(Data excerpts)

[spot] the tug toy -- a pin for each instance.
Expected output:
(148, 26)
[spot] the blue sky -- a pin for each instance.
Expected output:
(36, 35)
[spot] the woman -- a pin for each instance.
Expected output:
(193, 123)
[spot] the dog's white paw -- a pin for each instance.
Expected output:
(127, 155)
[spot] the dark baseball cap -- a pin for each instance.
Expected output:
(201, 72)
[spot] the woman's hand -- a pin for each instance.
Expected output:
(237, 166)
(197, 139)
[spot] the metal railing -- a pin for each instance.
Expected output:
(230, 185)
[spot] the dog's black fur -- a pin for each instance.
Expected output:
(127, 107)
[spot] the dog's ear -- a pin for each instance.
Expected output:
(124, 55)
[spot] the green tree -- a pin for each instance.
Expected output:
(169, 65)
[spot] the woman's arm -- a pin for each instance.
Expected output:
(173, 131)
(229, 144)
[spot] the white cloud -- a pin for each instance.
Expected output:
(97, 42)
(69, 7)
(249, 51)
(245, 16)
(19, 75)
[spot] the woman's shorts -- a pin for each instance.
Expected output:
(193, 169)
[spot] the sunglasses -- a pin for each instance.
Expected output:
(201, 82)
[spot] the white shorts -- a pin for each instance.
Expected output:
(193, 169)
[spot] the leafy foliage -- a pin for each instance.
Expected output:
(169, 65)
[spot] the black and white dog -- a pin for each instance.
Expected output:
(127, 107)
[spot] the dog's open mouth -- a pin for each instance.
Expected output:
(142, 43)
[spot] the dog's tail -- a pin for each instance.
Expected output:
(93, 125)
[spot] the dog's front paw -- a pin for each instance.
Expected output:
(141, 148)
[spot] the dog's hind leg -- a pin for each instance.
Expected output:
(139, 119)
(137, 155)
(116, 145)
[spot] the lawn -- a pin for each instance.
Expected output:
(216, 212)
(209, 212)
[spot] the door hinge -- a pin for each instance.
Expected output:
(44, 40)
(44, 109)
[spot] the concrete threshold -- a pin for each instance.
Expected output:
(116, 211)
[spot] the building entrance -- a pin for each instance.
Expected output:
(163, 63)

--

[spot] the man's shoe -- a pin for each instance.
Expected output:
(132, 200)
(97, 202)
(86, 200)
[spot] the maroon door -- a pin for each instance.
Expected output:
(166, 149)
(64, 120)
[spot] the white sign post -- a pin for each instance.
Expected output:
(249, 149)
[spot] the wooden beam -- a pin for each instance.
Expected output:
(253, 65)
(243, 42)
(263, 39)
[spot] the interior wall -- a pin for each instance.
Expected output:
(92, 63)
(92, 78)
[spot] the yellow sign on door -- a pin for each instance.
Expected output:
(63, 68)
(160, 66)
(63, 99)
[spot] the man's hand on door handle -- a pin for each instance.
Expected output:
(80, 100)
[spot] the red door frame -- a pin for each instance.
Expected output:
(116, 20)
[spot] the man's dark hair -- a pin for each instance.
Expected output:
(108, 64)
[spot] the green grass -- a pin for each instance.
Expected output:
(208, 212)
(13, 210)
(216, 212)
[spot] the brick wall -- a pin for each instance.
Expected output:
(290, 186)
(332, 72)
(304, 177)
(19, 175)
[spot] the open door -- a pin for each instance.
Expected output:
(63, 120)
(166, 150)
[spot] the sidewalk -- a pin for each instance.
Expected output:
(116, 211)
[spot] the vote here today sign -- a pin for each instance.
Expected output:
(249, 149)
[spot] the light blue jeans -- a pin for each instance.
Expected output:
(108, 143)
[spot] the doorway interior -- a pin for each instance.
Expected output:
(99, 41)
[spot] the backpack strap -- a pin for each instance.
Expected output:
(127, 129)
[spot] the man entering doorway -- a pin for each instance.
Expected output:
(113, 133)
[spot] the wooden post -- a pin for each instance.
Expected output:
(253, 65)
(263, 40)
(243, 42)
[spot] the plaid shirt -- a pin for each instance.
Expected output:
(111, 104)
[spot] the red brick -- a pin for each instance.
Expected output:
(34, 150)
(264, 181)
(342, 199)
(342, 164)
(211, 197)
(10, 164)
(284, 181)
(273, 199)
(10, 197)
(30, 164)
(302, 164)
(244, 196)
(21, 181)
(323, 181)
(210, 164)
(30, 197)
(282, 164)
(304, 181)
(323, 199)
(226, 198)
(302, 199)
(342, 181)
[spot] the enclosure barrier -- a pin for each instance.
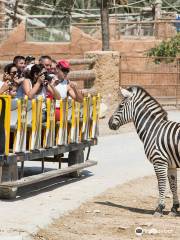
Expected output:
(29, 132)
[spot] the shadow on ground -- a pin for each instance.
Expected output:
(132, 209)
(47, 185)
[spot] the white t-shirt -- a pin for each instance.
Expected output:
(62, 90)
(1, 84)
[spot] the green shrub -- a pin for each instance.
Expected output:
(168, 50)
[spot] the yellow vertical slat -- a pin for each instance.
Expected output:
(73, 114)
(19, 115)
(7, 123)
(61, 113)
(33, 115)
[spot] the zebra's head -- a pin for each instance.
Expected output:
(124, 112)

#### WHAT THE TASK REQUIRES
Wherever "woman" turns up in the records, copy the whole line.

#### TASK RESULT
[spot] the woman -- a pin for each instance.
[spot] the woman's hand -- a pin for each instance.
[spot] the woman's arm -- a pin for each instance.
[spot] the woman's shorts -- a pin for each instance.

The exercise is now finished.